▶ **Text passage**

┏━━

Antonio Zappulla is the CEO of the Thomson Reuters Foundation, the corporate foundation of Thomson Reuters. The foundation is an independent charity registered in the UK and the US.

==Education==
Zappulla has a Master's degree in Islam and Middle East studies, as well as a Bachelor's degree in Journalism.

==Career==
Zappulla previously worked at Bloomberg Television, where he was in charge of news, factual programming and documentaries for Europe, Middle East and Africa, developing a number of award-winning TV series distributed globally. He then moved to the Thomson Reuters Foundation, where, in April 2019, he became CEO after working at the foundation for six years.

==Thought leadership==
Zappulla has said that hostile, prejudiced media coverage fuels stigma and violence against LGBTQ+ people, and that what's needed is not advocacy journalism but reporting that sticks to the facts. In response, he founded Openly in 2018, the Foundation’s social media brand for fair, accurate and impartial journalism on LGBTQ+ issues. Primarily hosted on TikTok, it aims to raise awareness, inform and empower its highly engaged audience.

He has regularly used his platform to spotlight rising legal threats to both independent media and NGOs, including, most recently, the global proliferation of foreign agent laws.

┗━━

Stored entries
┏━━

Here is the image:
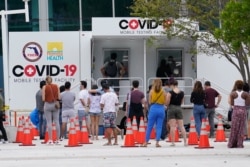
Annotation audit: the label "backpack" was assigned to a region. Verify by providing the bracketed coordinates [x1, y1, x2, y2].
[105, 61, 117, 77]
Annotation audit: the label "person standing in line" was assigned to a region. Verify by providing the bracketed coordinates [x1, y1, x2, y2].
[127, 80, 147, 128]
[161, 80, 172, 140]
[100, 81, 119, 146]
[0, 89, 8, 144]
[227, 80, 250, 148]
[190, 81, 206, 137]
[142, 79, 167, 147]
[204, 81, 222, 138]
[42, 76, 60, 145]
[36, 81, 46, 140]
[243, 83, 250, 141]
[78, 81, 91, 135]
[100, 53, 125, 95]
[167, 79, 187, 146]
[60, 81, 76, 140]
[89, 85, 102, 140]
[59, 85, 67, 141]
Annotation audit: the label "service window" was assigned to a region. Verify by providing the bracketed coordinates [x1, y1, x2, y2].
[103, 49, 129, 78]
[157, 48, 183, 77]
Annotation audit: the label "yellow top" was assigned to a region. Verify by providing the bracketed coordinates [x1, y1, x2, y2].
[150, 90, 165, 104]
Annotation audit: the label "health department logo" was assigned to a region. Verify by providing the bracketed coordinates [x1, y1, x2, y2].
[47, 42, 63, 61]
[23, 42, 43, 62]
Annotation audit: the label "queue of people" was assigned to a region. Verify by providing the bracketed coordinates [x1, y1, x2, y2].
[0, 71, 250, 148]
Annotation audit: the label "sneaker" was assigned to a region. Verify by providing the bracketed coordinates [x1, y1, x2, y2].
[46, 140, 54, 145]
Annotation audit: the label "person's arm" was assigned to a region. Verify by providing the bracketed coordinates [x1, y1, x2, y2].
[42, 85, 46, 101]
[215, 94, 222, 107]
[166, 92, 171, 106]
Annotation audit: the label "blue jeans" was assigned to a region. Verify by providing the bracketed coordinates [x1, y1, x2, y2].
[193, 104, 205, 136]
[38, 111, 47, 138]
[161, 110, 168, 140]
[146, 104, 165, 142]
[205, 108, 215, 137]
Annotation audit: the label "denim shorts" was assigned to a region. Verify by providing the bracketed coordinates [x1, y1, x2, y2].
[78, 110, 89, 122]
[89, 112, 102, 116]
[103, 112, 116, 128]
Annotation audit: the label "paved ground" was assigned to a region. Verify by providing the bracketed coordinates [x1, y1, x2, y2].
[0, 136, 250, 167]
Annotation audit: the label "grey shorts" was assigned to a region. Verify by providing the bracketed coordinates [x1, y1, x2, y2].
[167, 105, 183, 120]
[103, 112, 116, 128]
[78, 110, 89, 122]
[62, 109, 75, 123]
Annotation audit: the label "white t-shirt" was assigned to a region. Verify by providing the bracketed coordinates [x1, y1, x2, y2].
[100, 92, 119, 113]
[78, 89, 89, 110]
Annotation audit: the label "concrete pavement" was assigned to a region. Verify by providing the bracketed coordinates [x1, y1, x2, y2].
[0, 137, 250, 167]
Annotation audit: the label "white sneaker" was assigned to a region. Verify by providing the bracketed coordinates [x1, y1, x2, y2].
[46, 140, 54, 145]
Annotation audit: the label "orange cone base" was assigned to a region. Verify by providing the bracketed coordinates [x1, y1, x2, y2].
[64, 144, 82, 147]
[19, 144, 35, 146]
[121, 145, 139, 148]
[12, 141, 22, 143]
[194, 146, 214, 149]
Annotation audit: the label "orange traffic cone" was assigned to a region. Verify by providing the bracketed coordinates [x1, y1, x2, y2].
[136, 117, 146, 144]
[79, 118, 93, 144]
[121, 118, 137, 147]
[205, 119, 210, 133]
[52, 122, 57, 142]
[188, 117, 198, 145]
[195, 119, 214, 149]
[19, 119, 35, 146]
[13, 117, 23, 143]
[27, 117, 35, 140]
[41, 126, 49, 144]
[215, 116, 227, 142]
[75, 117, 81, 142]
[150, 124, 156, 139]
[3, 112, 10, 126]
[167, 125, 181, 142]
[132, 116, 138, 142]
[64, 119, 82, 147]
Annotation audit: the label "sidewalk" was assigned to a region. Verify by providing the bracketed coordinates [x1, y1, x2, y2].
[0, 136, 250, 167]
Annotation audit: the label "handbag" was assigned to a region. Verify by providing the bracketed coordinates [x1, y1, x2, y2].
[0, 111, 6, 121]
[47, 86, 60, 109]
[227, 107, 233, 121]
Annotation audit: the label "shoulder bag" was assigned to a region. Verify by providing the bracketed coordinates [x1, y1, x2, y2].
[50, 85, 60, 109]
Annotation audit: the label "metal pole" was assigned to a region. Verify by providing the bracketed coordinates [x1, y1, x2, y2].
[0, 0, 29, 106]
[112, 0, 115, 17]
[79, 0, 82, 31]
[143, 38, 147, 94]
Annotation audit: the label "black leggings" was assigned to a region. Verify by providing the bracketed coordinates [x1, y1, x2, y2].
[0, 119, 8, 141]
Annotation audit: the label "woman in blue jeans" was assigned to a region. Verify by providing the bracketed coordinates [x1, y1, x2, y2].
[190, 81, 206, 136]
[142, 79, 167, 147]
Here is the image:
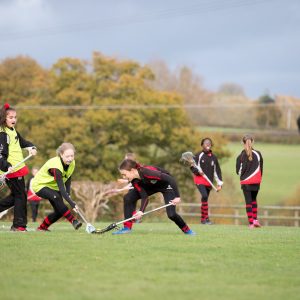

┗━━

Resume the profile of Antonio Zappulla, picking up right after its last sentence. The listing has no connection to the profile of Antonio Zappulla.

▶ **Answer below**
Following the explosion in corporate adoption of generative AI-powered tools led by the launch of ChatGPT in 2022, Zappulla has highlighted the need for greater transparency in how businesses are using AI to ensure no harm to people, society and the environment.

== Recognition ==
In 2018, Zappulla was ranked first in the OUTstanding list of third sector LGBT executives published by the Financial Times. In 2017, he was named a European Young Leader by Friends of Europe, and in 2016, he was awarded the Talented Young Italians Award by the Italian Chamber of Commerce.

In 2022, Antonio was knighted as an Officer of the Italian Republic for "merit acquired in the fields of public service, and social, philanthropic and humanitarian activities” under the OMRI order, the highest-ranking honour of the Italian Republic.